» **課題文**
第22回バスキュラーアクセスインターベンション治療(VAIVT)研究会

平成29年3月4日(土曜日)8:50~16:30
都市センターホテル

「第22回バスキュラーアクセスインターベンション治療(VAIVT)研究会」に参加して来ました。今年は例年の混雑している経験から、早朝に会場入りし運良くメイン会場の椅子に座れました。非常に人気のある会のため、今年も多くの参加者の姿がありました。
多くの演題がある中、今年は2班に分かれ、素晴らしい演題の数々を興味津々聞いて来ました。

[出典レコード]
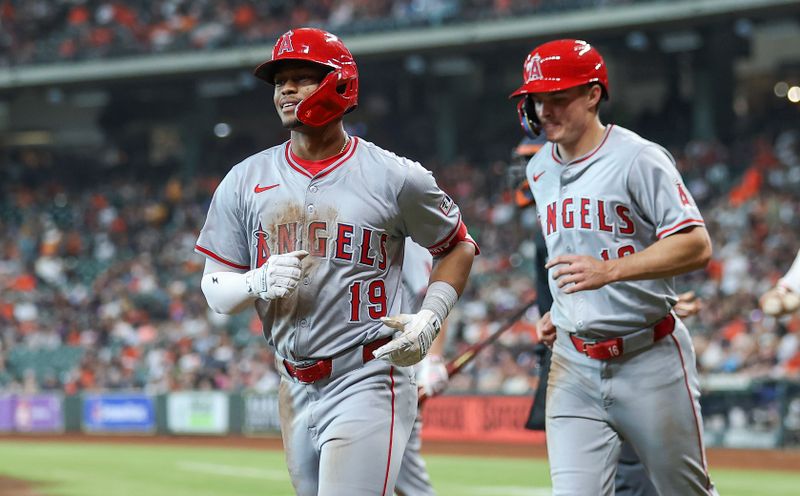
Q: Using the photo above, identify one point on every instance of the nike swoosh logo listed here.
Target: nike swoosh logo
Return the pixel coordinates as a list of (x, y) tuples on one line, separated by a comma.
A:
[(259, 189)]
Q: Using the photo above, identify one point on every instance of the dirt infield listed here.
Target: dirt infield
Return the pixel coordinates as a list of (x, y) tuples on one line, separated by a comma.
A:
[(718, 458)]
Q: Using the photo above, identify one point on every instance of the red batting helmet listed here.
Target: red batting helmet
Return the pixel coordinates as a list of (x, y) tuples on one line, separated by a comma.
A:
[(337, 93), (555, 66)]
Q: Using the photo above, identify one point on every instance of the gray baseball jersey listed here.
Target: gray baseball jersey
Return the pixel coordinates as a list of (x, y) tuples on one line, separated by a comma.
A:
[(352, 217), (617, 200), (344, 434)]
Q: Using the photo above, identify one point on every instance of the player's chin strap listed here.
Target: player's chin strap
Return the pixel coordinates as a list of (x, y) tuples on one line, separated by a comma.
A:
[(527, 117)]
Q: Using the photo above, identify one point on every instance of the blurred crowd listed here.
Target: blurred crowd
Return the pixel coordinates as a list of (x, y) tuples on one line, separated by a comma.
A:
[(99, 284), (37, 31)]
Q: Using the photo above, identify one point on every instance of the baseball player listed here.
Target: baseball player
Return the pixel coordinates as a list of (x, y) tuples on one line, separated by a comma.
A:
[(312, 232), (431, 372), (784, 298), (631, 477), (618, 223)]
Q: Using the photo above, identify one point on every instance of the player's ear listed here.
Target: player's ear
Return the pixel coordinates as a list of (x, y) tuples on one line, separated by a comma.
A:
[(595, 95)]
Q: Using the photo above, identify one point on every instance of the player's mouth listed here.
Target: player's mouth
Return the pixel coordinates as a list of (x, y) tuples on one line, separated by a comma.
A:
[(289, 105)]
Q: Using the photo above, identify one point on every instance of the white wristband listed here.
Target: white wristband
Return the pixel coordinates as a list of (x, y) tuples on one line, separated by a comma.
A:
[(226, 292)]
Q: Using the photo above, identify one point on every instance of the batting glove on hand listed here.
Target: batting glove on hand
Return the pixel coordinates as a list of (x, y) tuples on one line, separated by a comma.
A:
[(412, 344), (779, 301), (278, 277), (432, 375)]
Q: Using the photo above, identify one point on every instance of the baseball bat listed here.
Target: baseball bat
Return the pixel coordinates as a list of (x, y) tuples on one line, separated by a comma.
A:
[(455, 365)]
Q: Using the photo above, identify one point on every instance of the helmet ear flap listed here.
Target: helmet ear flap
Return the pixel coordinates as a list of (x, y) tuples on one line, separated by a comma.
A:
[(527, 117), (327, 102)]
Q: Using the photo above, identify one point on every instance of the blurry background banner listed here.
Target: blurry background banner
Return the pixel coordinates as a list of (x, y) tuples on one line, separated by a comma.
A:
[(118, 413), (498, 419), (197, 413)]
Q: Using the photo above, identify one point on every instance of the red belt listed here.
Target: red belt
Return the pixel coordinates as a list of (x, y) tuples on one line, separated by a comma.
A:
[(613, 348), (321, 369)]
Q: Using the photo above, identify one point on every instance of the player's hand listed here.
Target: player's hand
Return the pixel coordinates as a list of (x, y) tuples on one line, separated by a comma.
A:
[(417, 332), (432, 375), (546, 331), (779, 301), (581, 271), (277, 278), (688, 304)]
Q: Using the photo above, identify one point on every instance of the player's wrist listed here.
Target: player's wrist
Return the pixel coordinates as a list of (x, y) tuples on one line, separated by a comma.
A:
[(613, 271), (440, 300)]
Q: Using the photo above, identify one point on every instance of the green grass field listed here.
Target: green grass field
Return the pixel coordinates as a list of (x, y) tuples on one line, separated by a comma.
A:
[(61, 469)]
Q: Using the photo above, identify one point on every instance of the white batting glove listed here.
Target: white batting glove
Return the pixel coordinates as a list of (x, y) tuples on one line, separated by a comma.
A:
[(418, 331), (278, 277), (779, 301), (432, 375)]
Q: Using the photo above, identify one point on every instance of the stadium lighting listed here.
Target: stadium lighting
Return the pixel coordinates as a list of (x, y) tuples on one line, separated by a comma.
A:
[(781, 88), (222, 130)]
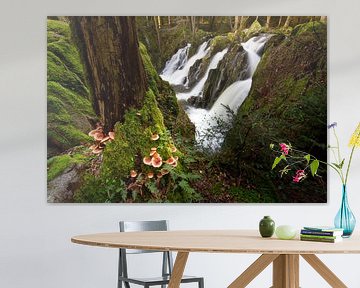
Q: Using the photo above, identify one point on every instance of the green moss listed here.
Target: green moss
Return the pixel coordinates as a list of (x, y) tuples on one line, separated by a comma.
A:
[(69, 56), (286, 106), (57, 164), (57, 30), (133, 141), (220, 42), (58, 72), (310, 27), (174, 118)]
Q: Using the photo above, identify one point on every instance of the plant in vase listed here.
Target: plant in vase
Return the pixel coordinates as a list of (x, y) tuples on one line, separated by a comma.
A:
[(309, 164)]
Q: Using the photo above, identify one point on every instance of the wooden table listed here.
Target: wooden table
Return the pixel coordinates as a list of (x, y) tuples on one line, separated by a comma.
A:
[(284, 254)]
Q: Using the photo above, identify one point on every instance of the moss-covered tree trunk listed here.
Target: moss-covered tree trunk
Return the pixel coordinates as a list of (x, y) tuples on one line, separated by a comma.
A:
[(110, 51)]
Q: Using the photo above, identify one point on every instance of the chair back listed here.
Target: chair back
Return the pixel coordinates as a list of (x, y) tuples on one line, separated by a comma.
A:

» **課題内容**
VAIVT研究会の参加報告を、最後の文の後から書き継げ。

» **解答**
PTAはVAIVTと総称され、その利便性と臨床的有用性を背景に広く普及を遂げています。一方、VAIVTに参画する診療科も多様化し、透析現場でのVA管理にかかわることなくVAIVTのみを施行する病院施設も増加しているのも事実です。「効果的なPTA」とは透析現場のニーズを満たし、かつ良好な治療成績を担保することであるが、医療経済的にも受容可能なものでなければならないと思います。すなわち「効果的なPTA」とはVA機能の早期回復と医療経済をも視野に入れたVA長期開存の達成であり、これらにとって重要なことは日常的なVAモニタリング、VA不全に対する治療環境の構築、標準的VAIVTの確立とエンドポイントの認識および連携病院の外科との連携、長期成績の向上を目的とした治療戦略の確立と私は考えます。

日常的モニタリング:閉塞など病変の複雑化は治療成績を低下させるのみならず、治療の長時間化や複数の治療用デバイスの使用など、患者および医療経済の両者に負担をかけることとなります。ですので「効果的なPTA」達成には病変の早期発見・治療が重要であり、そのためにはVAの日常的観察と管理が必須となります。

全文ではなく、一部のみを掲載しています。